Exercise aim >> Reproduce the material below word for word, keeping every line unchanged.

---

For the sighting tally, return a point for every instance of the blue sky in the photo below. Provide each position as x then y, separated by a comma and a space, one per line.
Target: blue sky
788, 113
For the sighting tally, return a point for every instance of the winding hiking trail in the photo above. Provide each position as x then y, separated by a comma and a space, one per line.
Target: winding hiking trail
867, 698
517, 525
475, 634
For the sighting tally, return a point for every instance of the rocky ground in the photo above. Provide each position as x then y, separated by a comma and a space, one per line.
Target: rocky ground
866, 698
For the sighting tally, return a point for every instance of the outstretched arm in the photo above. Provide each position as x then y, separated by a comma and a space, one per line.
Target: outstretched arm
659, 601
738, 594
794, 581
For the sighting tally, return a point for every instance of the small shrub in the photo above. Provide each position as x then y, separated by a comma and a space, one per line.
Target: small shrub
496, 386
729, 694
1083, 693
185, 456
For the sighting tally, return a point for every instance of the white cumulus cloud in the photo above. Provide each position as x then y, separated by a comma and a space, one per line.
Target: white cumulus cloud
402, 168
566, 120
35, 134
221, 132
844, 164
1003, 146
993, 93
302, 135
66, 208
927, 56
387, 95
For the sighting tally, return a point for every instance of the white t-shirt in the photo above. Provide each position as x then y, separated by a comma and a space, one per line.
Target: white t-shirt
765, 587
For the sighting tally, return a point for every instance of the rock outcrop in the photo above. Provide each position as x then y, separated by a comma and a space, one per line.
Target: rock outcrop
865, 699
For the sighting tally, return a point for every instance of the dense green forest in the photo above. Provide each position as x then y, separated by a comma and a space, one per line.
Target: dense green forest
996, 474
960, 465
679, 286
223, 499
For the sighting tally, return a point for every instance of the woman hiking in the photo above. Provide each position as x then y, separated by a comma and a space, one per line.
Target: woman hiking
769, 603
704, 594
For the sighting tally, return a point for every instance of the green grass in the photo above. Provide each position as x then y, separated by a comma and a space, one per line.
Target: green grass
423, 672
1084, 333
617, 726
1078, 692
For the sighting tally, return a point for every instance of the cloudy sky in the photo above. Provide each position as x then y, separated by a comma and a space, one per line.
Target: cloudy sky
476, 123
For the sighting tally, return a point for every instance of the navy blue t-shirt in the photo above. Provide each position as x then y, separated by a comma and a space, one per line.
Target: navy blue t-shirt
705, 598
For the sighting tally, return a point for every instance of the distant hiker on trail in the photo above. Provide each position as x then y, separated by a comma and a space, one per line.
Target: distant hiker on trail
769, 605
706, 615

---

Answer in full >>
For the sighting tally, return a point for every instance of the blue sky in the photo below. Provide each position as x then y, separated by a comma and a space, one per line.
Target: blue sky
788, 113
For the sighting tally, return a point for every instance of the winding hiking trail in the photo above. Provide each position as x then y, separated by a comma and a space, one per line.
Target: winding hiking trail
867, 698
517, 525
475, 634
For the sighting tally, return a point for every instance of the rocky ground in the photo above. Provide each position as x then y, separated by a comma and a space, one per line.
Target: rocky ground
866, 698
For the sighting tally, return a point for every instance of the outstretched arm in the photo above. Provide each position as x then y, separated by a comma and a space, one per line.
Target: outstretched arm
659, 601
738, 594
794, 581
For the sighting tally, return a point for every instance of the small shrub in the photo above. Provide each position as x then y, separated by a comma and a space, one per line.
Target: small shrub
496, 386
729, 694
1083, 693
185, 456
For the sighting tally, return a point for every instance of the white cumulus cloud in the photo above. Provide each position as x then y, separated by a comma and a space, one per line.
Target: white cumulus cloud
402, 168
566, 120
35, 134
221, 132
844, 164
1003, 146
993, 93
302, 135
66, 208
927, 56
387, 95
For the sighting tally, return a point for every instance of the white t-shirt in the photo above. Provide each position as x then y, separated by a comma and a space, one per line.
Target: white t-shirt
765, 587
For the sighting tally, return a point for every instance of the rock outcrop in the photo above. Provide each position as x then y, separated by a comma and a space, one per line.
Target: rock outcrop
865, 699
For the sighting tally, return a point for every instance of the dense green forest in the photo above. Provide each position as x then y, separated by a comma and a space, one per line.
Target: dense green forest
996, 474
960, 465
679, 286
223, 499
For the sighting tally, return a point for every instance of the woman hiking in the photo above. Provide each position as x then y, separated by a comma and a space, one per line.
Target: woman hiking
769, 603
704, 594
For the sighting tally, return a point for every instance of the green grass in the photo above. Provide each position as x then y, separated by a comma and a space, one per line.
Target: green grass
423, 672
1084, 333
617, 726
1078, 692
For the sighting tally, return a point for every instance of the cloudy sky in the photo above. Provide each position as x then y, separated by a comma and a space, one per line.
Target: cloudy sky
476, 123
For the sighting tally, return a point for every instance of the navy blue t-shirt in the photo above. Provide each position as x then y, separated by a comma and a space, one per line.
Target: navy blue t-shirt
705, 598
For the sighting tally, return a point for every instance of the distant hiker on trail in the photo above. Provide each position as x then y, separated by a comma and a space, one per line.
Target: distant hiker on trail
769, 605
706, 615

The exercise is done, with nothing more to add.